→ GIVEN TASK
Copy out every line of the data exactly.
─── PROVIDED RECORDS ───
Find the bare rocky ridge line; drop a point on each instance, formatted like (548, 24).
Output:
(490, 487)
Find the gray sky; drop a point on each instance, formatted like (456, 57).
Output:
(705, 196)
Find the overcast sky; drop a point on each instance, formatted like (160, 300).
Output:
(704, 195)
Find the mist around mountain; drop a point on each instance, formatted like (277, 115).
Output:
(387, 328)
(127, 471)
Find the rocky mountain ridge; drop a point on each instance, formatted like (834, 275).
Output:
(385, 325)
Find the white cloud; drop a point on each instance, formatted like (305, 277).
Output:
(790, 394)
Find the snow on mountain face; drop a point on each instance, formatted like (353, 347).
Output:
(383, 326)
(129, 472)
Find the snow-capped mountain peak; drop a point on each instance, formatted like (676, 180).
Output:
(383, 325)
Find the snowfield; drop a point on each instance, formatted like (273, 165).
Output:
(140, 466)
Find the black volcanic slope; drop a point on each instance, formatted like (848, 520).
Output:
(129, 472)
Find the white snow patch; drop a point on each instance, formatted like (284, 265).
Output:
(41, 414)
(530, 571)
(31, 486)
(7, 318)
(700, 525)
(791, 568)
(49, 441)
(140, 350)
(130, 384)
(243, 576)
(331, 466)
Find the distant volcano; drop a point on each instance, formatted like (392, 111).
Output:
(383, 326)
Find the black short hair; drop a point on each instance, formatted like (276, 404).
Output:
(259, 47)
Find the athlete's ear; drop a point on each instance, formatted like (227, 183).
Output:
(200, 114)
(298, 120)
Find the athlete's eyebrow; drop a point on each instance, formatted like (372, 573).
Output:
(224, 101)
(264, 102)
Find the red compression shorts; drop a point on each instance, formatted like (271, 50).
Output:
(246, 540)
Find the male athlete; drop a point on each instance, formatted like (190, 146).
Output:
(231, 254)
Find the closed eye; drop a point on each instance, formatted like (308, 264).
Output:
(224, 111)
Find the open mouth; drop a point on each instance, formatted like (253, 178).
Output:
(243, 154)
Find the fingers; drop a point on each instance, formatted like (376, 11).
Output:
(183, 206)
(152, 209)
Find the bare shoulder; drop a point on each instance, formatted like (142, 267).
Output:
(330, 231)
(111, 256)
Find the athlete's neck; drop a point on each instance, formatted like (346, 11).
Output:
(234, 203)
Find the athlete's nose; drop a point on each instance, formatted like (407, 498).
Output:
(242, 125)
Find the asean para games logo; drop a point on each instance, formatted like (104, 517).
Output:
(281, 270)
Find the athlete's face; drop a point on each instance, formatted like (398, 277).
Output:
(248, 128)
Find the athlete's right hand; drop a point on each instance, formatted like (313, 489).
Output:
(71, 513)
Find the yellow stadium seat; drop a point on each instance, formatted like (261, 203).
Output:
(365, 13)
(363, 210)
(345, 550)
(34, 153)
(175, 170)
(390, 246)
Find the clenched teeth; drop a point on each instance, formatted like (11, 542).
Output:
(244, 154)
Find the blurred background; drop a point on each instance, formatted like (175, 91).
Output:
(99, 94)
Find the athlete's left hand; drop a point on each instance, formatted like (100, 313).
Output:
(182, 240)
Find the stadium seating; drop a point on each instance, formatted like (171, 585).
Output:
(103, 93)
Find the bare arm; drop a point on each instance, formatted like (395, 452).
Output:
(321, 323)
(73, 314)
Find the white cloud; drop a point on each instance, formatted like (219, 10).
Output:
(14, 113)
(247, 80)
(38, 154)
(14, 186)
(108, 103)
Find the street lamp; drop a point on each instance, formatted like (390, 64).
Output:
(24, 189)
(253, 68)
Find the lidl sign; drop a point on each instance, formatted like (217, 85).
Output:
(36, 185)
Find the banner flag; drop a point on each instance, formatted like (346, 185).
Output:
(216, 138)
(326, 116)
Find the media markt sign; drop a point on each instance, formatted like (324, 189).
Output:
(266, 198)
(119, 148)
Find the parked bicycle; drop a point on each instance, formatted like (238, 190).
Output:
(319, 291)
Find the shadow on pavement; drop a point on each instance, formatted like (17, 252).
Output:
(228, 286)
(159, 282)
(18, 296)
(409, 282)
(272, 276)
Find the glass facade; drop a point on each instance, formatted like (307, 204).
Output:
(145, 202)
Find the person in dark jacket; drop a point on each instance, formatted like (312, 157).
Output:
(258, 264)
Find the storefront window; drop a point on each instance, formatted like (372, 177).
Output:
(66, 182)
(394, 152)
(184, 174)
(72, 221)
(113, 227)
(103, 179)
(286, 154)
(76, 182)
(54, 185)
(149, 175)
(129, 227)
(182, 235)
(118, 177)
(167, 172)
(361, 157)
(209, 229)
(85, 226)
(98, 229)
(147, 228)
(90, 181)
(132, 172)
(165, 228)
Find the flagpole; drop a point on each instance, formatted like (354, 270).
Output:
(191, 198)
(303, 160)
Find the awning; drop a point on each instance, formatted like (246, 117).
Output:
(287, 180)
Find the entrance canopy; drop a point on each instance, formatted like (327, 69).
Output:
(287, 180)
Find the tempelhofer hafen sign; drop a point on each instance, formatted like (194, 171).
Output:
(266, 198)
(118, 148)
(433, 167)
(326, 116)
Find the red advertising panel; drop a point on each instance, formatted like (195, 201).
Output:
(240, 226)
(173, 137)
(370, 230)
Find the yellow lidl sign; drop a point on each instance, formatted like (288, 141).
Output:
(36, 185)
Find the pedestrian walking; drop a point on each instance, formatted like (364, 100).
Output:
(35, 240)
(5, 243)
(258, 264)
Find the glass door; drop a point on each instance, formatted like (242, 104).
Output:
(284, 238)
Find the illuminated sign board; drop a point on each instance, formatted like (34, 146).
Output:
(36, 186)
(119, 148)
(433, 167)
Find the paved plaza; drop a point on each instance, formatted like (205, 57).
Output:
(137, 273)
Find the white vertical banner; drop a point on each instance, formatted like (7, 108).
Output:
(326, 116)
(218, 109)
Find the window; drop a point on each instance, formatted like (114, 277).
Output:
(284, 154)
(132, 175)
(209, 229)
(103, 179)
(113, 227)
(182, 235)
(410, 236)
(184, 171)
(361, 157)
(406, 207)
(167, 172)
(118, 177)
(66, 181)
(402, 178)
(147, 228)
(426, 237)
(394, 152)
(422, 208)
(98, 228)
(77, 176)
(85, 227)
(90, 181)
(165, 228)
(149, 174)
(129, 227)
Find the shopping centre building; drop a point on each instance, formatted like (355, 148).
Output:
───
→ EXERCISE SOLUTION
Find the bare rocky ridge line; drop a point on each instance, formatted like (548, 24).
Output:
(490, 487)
Find the gray sky; drop a point on each instance, formatted like (456, 57).
Output:
(705, 196)
Find the overcast sky; drop a point on each instance, formatted like (160, 300).
Output:
(704, 195)
Find the mist around mountain; drop a point on each instance, formatted like (277, 115).
Output:
(387, 328)
(127, 471)
Find the rocky mountain ridge; drop a point on each instance, formatted like (834, 275).
Output:
(385, 325)
Find the white cloud; drop a point on each instance, formatted like (305, 277).
Output:
(790, 394)
Find the snow on mountain face; drop a point on each instance, formatted like (353, 347).
Output:
(383, 326)
(129, 472)
Find the snow-capped mountain peak; drop a point on each instance, formatted like (676, 180).
Output:
(383, 325)
Find the snowfield; drop a point on each instance, formatted like (273, 165).
Output:
(140, 466)
Find the black volcanic slope; drop a point on each instance, formatted like (848, 520).
Output:
(129, 472)
Find the white snow patch; drop a point on each instance, formatted like (284, 265).
Output:
(41, 414)
(530, 571)
(31, 486)
(7, 318)
(700, 525)
(791, 568)
(49, 441)
(140, 350)
(130, 384)
(243, 576)
(331, 466)
Find the distant volcano; drop a point on each instance, formatted like (392, 111).
Output:
(383, 326)
Find the black short hair; drop a point on each instance, formatted like (276, 404).
Output:
(259, 47)
Find the athlete's ear; drop a point on each instance, formatted like (227, 183).
Output:
(200, 114)
(298, 120)
Find the athlete's eyebrow; drop a point on each instance, formatted like (372, 573).
Output:
(224, 101)
(264, 102)
Find the red compression shorts; drop a point on each instance, formatted like (271, 50).
Output:
(246, 540)
Find the male athlete; drop a point on each instance, formatted like (190, 146).
Output:
(231, 254)
Find the closed eye; drop a point on each instance, formatted like (308, 264).
Output:
(224, 111)
Find the open mouth; drop a point on each instance, formatted like (253, 178).
Output:
(243, 154)
Find the fingers; drop a point on each instance, formatted like (376, 11).
Output:
(183, 206)
(152, 209)
Find the bare shoulder; drop a point on each instance, formatted like (142, 267).
Output:
(330, 231)
(111, 256)
Find the athlete's neck; drop a point on each instance, formatted like (346, 11).
Output:
(234, 203)
Find the athlete's nose; drop a point on each instance, formatted like (407, 498).
Output:
(242, 125)
Find the asean para games logo; drop a point on each instance, formatted like (104, 517).
Output:
(281, 270)
Find the athlete's face; drop a point on each instance, formatted like (398, 277).
Output:
(248, 128)
Find the athlete's right hand; drop a point on each instance, formatted like (313, 489).
Output:
(71, 513)
Find the yellow stadium seat; drop a point on each instance, formatted like (261, 203).
Output:
(365, 13)
(363, 210)
(345, 550)
(34, 153)
(175, 170)
(390, 246)
Find the clenched teeth; drop a point on each instance, formatted like (11, 542).
Output:
(244, 154)
Find the blurred background; drop a point on each instance, formatted like (175, 91).
Output:
(99, 94)
Find the athlete's left hand; drop a point on each instance, formatted like (100, 313).
Output:
(182, 240)
Find the stadium seating; drop a point on each instance, formatted like (171, 585).
Output:
(103, 93)
Find the bare arm; drop a point on each instance, formatted like (395, 452).
Output:
(321, 323)
(73, 314)
Find the white cloud; drop a point on each instance, formatted like (219, 10).
Output:
(14, 113)
(247, 80)
(38, 154)
(14, 186)
(108, 103)
Find the street lamp; drop a point on each instance, formatted like (390, 64).
Output:
(24, 189)
(253, 68)
Find the lidl sign; drop a point on each instance, formatted like (217, 85).
Output:
(36, 185)
Find the banner flag; drop a point on each instance, formatted like (346, 185).
Output:
(216, 138)
(326, 116)
Find the media markt sign; drop a point on each instance, formatted like (324, 189).
Output:
(266, 198)
(119, 148)
Find the parked bicycle; drop a point on each instance, formatted like (238, 190).
Output:
(319, 291)
Find the shadow on pavement; drop a point on each instance, formatted like (17, 252).
Output:
(228, 286)
(159, 282)
(18, 296)
(409, 282)
(272, 276)
Find the glass facade; drop a point on each instance, formatted like (307, 204).
Output:
(145, 202)
Find the person in dark jacket; drop a point on each instance, formatted like (312, 157).
Output:
(258, 264)
Find the storefront window; drop a point on each instance, formatted like (372, 177).
Output:
(66, 182)
(394, 152)
(184, 174)
(72, 221)
(113, 227)
(103, 179)
(286, 154)
(76, 182)
(54, 185)
(149, 175)
(129, 227)
(182, 235)
(118, 177)
(167, 172)
(361, 157)
(209, 229)
(85, 226)
(98, 229)
(147, 228)
(90, 181)
(132, 172)
(165, 228)
Find the flagpole; drop a point on each instance, formatted like (354, 270).
Output:
(191, 198)
(303, 160)
Find the awning; drop a point on each instance, formatted like (246, 117).
Output:
(287, 180)
Find the entrance canopy; drop a point on each instance, formatted like (327, 69).
Output:
(287, 180)
Find the tempelhofer hafen sign; drop a point on each instance, formatted like (194, 171).
Output:
(266, 198)
(118, 148)
(433, 167)
(326, 116)
Find the red advertising panel; drop a point on each instance, formatted like (195, 201).
Output:
(240, 226)
(173, 137)
(370, 230)
Find the yellow lidl sign; drop a point on each instance, formatted like (288, 141).
Output:
(36, 185)
Find the pedestrian walking; drop a point on each instance, formatted like (364, 100).
Output:
(35, 240)
(5, 243)
(258, 264)
Find the glass door; drop a point on each instance, formatted like (242, 104).
Output:
(284, 238)
Find the illuminated sign board; drop a point on each instance, formatted like (34, 146).
Output:
(36, 186)
(119, 148)
(433, 167)
Find the paved plaza; drop a point on each instance, formatted like (205, 57).
Output:
(137, 273)
Find the white vertical banner; drop a point on each instance, formatted like (7, 108).
Output:
(326, 116)
(218, 109)
Find the window; drop a point on each instance, formatted like (114, 277).
Output:
(284, 154)
(132, 175)
(209, 229)
(103, 179)
(113, 227)
(182, 235)
(410, 236)
(184, 171)
(361, 157)
(406, 207)
(167, 172)
(118, 177)
(66, 181)
(402, 178)
(147, 228)
(426, 237)
(394, 152)
(422, 208)
(98, 228)
(77, 176)
(85, 227)
(90, 181)
(165, 228)
(149, 174)
(129, 227)
Find the shopping centre building; drop a point on each instance, formatted like (355, 148).
Output:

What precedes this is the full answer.